_Exercise task_
Print every one of the following records again word for word, changing nothing.

_Extracted entries_

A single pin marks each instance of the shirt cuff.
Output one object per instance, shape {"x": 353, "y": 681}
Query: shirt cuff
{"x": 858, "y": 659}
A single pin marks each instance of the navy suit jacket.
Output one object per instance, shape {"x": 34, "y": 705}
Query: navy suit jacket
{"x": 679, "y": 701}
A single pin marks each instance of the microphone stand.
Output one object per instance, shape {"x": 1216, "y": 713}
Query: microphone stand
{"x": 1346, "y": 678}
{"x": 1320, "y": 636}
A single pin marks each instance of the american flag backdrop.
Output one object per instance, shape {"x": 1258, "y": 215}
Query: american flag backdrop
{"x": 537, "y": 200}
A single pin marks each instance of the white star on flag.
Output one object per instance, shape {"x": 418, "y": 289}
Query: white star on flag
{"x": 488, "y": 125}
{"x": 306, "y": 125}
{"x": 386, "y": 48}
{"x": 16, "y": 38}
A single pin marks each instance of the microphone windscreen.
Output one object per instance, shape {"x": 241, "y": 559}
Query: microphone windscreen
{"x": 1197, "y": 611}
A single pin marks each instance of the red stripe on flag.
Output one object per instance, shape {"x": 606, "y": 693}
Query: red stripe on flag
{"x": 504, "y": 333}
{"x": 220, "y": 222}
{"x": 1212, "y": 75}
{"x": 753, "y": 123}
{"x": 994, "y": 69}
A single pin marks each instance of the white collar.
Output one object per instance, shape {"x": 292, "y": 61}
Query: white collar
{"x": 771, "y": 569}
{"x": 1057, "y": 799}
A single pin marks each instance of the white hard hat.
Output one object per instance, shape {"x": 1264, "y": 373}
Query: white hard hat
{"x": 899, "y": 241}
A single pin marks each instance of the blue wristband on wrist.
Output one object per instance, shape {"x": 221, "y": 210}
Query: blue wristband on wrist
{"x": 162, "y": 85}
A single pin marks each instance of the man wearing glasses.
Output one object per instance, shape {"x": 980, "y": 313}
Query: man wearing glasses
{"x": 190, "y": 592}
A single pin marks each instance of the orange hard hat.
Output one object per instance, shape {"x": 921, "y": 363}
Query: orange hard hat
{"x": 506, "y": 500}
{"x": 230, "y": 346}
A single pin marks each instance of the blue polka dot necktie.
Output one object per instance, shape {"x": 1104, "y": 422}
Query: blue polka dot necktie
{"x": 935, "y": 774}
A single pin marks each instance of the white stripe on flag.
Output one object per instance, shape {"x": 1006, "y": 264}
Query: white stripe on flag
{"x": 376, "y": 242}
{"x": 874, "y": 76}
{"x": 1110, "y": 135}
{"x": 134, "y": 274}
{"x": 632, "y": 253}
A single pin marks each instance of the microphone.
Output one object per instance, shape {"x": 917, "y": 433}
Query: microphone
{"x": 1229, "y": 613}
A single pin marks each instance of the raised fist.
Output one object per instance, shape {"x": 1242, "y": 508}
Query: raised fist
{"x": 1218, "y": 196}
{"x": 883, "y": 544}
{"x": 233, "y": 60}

_Task answer_
A single pin marks each instance of the shirt cuff.
Output one object per instance, shape {"x": 353, "y": 681}
Query: shirt cuff
{"x": 858, "y": 659}
A single pin marks each instance of the navy suit jacket.
Output one object per instance, shape {"x": 34, "y": 705}
Query: navy suit jacket
{"x": 679, "y": 701}
A single pin marks each instance of the microphone stand.
Output one object per instance, shape {"x": 1216, "y": 713}
Query: microphone stand
{"x": 1346, "y": 678}
{"x": 1320, "y": 636}
A single pin marks each instance of the american flag backdrop.
Output one object per instance, shape {"x": 1258, "y": 215}
Query: american flag backdrop
{"x": 537, "y": 200}
A single pin marks each instance of the white star on flag.
Output one object per instance, shape {"x": 418, "y": 289}
Query: white star on flag
{"x": 488, "y": 125}
{"x": 306, "y": 125}
{"x": 386, "y": 48}
{"x": 16, "y": 38}
A single pin marks each instance of the microphone windscreen.
Output one object per instance, shape {"x": 241, "y": 559}
Query: microphone windscreen
{"x": 1197, "y": 611}
A single pin marks each instance of the red stripe on flag.
Output one object per instance, shape {"x": 606, "y": 693}
Query: red stripe on flag
{"x": 504, "y": 333}
{"x": 220, "y": 222}
{"x": 1212, "y": 75}
{"x": 753, "y": 123}
{"x": 994, "y": 69}
A single pin marks each instance of the white collar.
Output one object per instance, shape {"x": 292, "y": 61}
Query: white collar
{"x": 771, "y": 569}
{"x": 1057, "y": 799}
A single pin marks each instance of the white hard hat.
Output one object per instance, shape {"x": 1264, "y": 373}
Query: white hard hat
{"x": 899, "y": 241}
A single pin marks each instance of the blue wristband on wrist.
Output one object per instance, shape {"x": 221, "y": 210}
Query: blue wristband on wrist
{"x": 162, "y": 85}
A single pin marks each instance of the man wearing glasses.
Output one object per instance, shape {"x": 980, "y": 313}
Query: man wearing glasses
{"x": 190, "y": 592}
A single pin marks each instance of the orange hard hat.
Output one object per instance, shape {"x": 921, "y": 363}
Query: orange hard hat
{"x": 506, "y": 500}
{"x": 230, "y": 346}
A single pin marks each instance of the blue polka dot necktie.
Output one object per instance, shape {"x": 1104, "y": 422}
Query: blue polka dot necktie
{"x": 935, "y": 774}
A single pin marks each instance of the white stripe on flag.
Output one object per instance, shape {"x": 1006, "y": 264}
Query: white stripe on flag
{"x": 376, "y": 242}
{"x": 874, "y": 76}
{"x": 1110, "y": 135}
{"x": 134, "y": 274}
{"x": 632, "y": 253}
A single pin marks each instance of the microphone.
Output one object per instance, shape {"x": 917, "y": 433}
Query: microphone
{"x": 1229, "y": 613}
A single pin marks each instance of the raised fist.
Output one object per instance, shape {"x": 1242, "y": 508}
Query: raised fist
{"x": 1218, "y": 196}
{"x": 883, "y": 544}
{"x": 233, "y": 60}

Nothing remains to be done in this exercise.